## WORK REQUIRED
Every entry below is to be copied exactly, with nothing omitted.

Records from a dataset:
'''

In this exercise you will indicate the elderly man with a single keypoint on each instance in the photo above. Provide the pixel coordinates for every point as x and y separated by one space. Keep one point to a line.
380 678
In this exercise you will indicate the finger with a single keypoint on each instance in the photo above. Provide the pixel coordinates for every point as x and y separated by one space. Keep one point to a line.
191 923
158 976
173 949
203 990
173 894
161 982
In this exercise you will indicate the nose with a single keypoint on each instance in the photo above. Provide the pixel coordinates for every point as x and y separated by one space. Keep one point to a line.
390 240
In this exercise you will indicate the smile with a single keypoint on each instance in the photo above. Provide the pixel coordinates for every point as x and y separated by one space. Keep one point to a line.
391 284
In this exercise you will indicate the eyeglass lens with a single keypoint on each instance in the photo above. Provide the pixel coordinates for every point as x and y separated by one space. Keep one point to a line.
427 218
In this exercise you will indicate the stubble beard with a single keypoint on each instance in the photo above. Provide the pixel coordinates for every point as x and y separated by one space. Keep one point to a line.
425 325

'''

## TASK RESULT
In this exercise you will indicate the elderly man with a single keypoint on each instance in the photo above. Provide the pixel coordinates for every point as x and y separated by one space. Keep one point to a line.
380 678
In this exercise you will indicate the finger with a single keypoint on each instance in the photo above. Provide the pixel coordinates for every point as x and y separated by one space. Keep one point to a line.
191 923
158 976
173 949
203 990
173 894
161 982
In this exercise you will indicate the nose with a single keypoint on each instance in the photo above. Provide the pixel coordinates for every point as x and y separated by one space. Keep one point to a line.
390 240
In this exercise you will indicate the smile with a single keypoint on each instance in the photo above. Provide the pixel coordinates for every point as x and y separated by one space. Keep one point to a line.
391 284
In this exercise you will indicate the eyeglass lens with a single keypoint on each instance in the photo above. Provide the pixel coordinates for every point as x and y separated by one space. Keep one point to a line.
427 218
In this exercise you will indicate the stubble beard with a single keypoint on each instance in the photo above. Provide the pixel coordinates for every point as x and y separated by one space. Keep one point to a line.
425 325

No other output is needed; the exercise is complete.